DOCUMENT EXCERPT:
━━━━━━━━━━━━━━━━━━━━
Monday, April 4, 2011

A Revelation

Last week was a kind of tough week.  On Thursday I attended a memorial for the son of someone I work with who had been killed in a car accident.  That night I watched Grey's Anatomy, which I watch every week.  But that night there was a preemie and it hit me hard. 


Grief is a funny thing that way.  You can be going on with your life, happy-go-lucky, living with the memory and then... BAM!  Something happens and throws you right back to the moments and days right after the loss.  That's how it was for me Thursday night.  I found myself staring at our video baby monitor to remind myself that Eli really was here and that I hadn't somehow gone back in time to July 2008.


On Sunday, though, sitting at church listening to the homily I felt like God reached down and touched me, giving me comfort during that week and for all of the days/weeks like that.


The Gospel reading this Sunday was about Jesus making a blind man see.  
As he went along, he saw a man blind from birth. His disciples asked him, “Rabbi, who sinned, this man or his parents, that he was born blind?” “Neither this man nor his parents sinned,” said Jesus, “but this happened so that the works of God might be displayed in him.
                                         - John 9:1-3
Hearing this and our priest saying it was for God's glory that the man was born blind, it struck me.  Since Logan died I have wondered how the death of my little boy could possibly bring God glory.  Sure, if he had lived I would have said his life was a miracle and it was only possible because of God.  But how on earth could his death bring God glory.


Sitting in that pew, by myself (because Doug and Eli were in the cry room), it was hit me like a jolt...


If every baby lived, no one would think it was a miracle.  If every preemie went home healthy, it wouldn't be amazing when a 24 weeker survived.  It would be expected, and people wouldn't praise God for the miracle survivor.  


At one time, a baby born at 30, 32, or 34 weeks was not expected to live.  But now, with all the advances in medicine, they are expected to go home.  Not many people marvel over the fact that they grow up healthy.  But when a 24 or 26 weeker makes it, that's news.
━━━━━━━━━━━━━━━━━━━━
DATA TO EXAMINE:

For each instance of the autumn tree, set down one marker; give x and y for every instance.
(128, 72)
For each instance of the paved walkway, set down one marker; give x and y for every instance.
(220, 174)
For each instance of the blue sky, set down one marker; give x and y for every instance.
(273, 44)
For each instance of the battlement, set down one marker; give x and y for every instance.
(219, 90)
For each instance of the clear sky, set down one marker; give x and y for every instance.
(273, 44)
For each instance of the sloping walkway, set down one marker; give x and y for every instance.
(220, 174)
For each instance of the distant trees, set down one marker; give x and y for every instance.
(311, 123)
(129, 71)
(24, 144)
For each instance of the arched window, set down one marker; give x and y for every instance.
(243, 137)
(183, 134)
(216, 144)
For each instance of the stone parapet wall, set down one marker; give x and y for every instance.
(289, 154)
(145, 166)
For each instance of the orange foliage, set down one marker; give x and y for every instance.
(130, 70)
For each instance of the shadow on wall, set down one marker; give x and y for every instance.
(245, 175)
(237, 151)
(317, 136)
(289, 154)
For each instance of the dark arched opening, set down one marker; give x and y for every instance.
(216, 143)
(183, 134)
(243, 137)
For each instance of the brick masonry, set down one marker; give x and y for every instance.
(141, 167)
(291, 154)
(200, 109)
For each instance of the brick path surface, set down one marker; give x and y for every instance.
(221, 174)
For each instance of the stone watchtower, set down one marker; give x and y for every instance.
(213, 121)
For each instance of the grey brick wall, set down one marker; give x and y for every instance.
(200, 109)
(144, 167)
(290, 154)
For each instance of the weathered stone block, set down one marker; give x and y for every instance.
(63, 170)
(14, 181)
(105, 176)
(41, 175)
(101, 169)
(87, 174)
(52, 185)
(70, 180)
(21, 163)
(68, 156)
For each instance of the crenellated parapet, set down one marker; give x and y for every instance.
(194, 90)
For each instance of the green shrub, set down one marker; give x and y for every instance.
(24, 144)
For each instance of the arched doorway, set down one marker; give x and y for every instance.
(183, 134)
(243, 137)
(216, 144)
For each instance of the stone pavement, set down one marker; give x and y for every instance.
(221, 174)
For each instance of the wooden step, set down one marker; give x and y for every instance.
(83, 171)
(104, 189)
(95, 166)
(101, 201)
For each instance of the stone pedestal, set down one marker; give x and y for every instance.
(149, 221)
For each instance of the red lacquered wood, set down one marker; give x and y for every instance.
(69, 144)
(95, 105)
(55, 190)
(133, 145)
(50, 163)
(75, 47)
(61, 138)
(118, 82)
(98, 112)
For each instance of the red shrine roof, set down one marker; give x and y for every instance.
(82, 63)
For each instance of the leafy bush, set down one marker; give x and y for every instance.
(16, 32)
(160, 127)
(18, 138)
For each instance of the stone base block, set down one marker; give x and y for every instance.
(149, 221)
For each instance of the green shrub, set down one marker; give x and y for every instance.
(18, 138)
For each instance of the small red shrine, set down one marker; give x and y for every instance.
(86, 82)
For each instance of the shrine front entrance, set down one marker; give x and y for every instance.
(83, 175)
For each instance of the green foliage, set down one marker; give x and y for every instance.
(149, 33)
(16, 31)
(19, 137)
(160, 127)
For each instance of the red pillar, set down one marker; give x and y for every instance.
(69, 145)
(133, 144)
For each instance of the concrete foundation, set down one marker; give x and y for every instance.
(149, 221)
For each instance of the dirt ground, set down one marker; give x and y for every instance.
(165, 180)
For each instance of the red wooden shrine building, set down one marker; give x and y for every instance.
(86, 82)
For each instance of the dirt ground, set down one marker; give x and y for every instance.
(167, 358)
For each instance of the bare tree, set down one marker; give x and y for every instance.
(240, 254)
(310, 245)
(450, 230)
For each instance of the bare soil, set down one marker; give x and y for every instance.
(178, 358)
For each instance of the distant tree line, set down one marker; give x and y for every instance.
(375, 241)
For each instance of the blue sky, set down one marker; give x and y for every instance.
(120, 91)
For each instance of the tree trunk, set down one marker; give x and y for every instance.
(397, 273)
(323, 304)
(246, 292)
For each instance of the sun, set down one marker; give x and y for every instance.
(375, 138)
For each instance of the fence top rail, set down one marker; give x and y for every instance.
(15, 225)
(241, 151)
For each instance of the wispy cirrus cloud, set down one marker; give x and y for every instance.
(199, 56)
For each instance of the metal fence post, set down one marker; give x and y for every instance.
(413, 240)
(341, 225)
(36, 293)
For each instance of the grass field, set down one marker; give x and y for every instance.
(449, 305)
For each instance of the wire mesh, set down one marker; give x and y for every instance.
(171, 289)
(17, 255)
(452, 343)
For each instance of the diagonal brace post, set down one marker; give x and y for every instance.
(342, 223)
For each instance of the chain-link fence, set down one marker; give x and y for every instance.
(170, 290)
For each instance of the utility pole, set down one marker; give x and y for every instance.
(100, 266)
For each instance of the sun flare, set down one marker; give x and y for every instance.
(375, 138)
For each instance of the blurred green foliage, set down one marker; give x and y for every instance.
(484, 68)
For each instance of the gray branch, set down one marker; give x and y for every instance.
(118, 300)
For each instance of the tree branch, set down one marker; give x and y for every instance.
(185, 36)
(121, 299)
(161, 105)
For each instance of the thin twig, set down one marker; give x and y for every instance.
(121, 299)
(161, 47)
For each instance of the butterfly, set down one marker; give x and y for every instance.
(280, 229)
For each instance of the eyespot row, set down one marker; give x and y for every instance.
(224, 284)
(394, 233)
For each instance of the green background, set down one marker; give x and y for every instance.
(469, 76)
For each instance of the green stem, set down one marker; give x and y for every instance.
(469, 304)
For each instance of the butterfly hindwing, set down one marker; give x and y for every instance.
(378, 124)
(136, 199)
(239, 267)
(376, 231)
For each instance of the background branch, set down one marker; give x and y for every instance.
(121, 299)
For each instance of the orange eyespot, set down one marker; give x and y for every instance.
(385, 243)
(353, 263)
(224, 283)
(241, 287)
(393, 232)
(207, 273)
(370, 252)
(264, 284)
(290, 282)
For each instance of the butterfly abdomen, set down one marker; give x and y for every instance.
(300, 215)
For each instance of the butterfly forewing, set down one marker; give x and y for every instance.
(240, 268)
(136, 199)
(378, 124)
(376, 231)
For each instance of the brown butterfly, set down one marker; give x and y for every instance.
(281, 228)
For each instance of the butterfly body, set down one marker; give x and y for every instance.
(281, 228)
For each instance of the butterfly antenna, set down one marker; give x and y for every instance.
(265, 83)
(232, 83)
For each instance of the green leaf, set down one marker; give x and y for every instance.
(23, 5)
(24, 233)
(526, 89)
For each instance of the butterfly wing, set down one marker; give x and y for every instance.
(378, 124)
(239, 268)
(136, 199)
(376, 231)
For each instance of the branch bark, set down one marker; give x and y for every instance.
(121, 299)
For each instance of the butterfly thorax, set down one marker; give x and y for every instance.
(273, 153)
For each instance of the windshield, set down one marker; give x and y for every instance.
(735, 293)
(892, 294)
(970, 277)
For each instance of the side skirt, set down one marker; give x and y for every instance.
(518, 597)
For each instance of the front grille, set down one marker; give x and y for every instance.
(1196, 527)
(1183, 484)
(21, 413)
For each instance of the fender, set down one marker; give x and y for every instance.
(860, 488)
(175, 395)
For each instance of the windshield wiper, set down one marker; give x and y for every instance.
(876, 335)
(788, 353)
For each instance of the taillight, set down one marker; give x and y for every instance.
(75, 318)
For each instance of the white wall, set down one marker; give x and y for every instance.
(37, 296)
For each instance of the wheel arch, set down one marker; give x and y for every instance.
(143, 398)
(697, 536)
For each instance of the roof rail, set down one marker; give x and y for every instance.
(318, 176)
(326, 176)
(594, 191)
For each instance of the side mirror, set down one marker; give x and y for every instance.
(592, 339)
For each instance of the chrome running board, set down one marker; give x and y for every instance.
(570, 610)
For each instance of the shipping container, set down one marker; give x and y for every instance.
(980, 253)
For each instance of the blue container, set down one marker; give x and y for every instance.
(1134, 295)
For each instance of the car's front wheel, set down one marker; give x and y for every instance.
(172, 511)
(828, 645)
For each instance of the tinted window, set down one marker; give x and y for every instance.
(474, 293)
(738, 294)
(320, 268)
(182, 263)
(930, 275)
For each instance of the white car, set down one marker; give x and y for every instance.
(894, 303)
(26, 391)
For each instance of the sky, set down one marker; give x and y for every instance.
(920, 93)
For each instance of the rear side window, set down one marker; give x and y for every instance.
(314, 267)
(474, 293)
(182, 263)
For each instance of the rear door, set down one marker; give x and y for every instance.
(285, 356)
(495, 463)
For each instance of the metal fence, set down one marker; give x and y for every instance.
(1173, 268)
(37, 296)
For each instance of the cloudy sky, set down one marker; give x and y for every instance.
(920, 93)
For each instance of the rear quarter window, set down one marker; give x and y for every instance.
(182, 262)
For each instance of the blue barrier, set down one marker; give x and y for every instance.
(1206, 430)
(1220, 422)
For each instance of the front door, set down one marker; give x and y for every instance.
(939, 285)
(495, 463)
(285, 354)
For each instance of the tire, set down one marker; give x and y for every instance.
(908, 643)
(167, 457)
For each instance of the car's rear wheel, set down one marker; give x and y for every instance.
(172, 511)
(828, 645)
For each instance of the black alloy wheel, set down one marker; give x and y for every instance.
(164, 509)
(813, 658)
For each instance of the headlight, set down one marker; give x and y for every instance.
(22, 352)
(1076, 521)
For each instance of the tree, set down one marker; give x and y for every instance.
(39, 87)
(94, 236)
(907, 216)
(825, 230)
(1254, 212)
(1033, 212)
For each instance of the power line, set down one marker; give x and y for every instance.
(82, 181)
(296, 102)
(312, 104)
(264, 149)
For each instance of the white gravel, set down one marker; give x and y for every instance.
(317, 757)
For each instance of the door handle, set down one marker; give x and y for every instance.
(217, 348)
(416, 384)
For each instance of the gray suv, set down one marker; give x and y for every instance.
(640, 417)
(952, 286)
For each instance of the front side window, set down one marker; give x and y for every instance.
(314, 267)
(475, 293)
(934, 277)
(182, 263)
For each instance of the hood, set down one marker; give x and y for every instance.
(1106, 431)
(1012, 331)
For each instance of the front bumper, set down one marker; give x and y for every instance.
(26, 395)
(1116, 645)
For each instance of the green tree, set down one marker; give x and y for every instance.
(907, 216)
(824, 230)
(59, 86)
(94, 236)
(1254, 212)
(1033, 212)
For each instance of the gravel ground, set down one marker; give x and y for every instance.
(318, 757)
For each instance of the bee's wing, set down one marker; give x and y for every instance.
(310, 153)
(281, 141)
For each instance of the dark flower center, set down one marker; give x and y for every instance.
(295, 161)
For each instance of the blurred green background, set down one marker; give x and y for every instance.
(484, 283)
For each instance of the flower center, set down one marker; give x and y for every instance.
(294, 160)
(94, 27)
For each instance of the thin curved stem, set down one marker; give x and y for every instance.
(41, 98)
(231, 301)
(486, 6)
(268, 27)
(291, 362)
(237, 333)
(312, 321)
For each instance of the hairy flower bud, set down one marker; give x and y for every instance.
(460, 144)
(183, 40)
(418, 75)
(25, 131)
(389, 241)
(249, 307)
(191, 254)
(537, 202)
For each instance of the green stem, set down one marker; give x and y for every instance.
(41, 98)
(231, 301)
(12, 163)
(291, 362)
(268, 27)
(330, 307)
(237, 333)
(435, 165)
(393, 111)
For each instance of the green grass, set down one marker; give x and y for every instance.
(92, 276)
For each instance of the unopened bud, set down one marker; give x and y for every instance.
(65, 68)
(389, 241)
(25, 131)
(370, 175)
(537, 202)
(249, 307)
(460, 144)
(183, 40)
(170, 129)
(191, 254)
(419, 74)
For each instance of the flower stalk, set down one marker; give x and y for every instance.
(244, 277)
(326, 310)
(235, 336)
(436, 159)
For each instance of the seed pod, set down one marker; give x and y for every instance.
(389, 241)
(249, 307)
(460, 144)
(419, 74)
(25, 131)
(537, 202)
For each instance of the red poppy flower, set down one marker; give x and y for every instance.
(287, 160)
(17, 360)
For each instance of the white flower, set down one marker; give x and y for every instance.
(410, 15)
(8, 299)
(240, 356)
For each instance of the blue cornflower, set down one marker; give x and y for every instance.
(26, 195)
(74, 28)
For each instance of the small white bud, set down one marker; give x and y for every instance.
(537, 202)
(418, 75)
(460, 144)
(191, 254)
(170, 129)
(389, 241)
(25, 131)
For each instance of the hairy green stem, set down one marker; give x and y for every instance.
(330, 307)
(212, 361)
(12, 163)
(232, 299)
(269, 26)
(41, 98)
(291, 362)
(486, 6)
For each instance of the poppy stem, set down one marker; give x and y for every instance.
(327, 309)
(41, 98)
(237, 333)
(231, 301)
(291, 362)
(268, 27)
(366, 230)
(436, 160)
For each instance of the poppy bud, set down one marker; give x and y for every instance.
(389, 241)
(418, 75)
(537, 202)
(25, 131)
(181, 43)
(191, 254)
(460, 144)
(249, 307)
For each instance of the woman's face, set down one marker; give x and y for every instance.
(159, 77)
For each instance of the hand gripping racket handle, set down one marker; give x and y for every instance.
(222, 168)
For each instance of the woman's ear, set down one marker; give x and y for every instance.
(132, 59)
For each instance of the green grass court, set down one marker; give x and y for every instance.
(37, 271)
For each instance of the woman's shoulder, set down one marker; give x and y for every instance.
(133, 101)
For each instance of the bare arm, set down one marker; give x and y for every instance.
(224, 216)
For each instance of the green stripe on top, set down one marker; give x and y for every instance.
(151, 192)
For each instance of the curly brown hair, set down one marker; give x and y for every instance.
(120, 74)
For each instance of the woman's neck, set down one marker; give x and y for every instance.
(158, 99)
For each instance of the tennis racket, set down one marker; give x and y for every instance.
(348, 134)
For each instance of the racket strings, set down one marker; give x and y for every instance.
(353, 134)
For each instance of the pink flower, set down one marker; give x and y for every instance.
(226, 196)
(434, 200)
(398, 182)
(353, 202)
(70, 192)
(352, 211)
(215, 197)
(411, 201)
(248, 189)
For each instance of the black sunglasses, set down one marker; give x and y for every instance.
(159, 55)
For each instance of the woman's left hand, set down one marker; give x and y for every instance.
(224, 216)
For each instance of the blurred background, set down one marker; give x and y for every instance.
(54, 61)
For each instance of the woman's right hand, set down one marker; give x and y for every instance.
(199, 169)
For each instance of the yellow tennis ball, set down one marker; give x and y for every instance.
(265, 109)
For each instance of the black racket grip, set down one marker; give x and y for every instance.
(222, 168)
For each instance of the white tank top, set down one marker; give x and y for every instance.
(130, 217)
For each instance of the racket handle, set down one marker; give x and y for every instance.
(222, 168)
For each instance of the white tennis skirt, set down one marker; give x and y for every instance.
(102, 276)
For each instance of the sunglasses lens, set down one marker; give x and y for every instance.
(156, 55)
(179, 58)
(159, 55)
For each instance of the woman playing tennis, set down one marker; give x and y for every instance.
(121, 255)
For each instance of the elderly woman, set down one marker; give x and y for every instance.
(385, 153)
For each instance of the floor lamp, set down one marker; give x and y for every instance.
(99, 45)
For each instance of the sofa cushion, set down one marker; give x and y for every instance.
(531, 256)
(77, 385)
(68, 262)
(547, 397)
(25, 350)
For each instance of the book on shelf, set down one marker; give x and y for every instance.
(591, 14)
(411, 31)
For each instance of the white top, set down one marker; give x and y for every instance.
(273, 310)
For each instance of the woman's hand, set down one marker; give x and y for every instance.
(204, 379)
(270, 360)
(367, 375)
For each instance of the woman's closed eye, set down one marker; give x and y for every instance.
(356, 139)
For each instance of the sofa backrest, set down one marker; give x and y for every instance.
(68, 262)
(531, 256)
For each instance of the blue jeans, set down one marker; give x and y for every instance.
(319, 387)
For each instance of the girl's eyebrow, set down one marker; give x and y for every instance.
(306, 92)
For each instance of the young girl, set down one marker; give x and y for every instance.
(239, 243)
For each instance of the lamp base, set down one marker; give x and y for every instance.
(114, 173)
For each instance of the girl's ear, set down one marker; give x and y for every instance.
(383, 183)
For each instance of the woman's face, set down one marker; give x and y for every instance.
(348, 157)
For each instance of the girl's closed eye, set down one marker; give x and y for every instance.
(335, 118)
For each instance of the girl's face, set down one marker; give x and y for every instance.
━━━━━━━━━━━━━━━━━━━━
EXERCISE PROMPT: Reproduce verbatim the stretch of the blog post on grief that opens with the words containing "If every baby lived, no" and closes with "it, that's news.".

WORKED SOLUTION:
If every baby lived, no one would think it was a miracle.  If every preemie went home healthy, it wouldn't be amazing when a 24 weeker survived.  It would be expected, and people wouldn't praise God for the miracle survivor.  


At one time, a baby born at 30, 32, or 34 weeks was not expected to live.  But now, with all the advances in medicine, they are expected to go home.  Not many people marvel over the fact that they grow up healthy.  But when a 24 or 26 weeker makes it, that's news.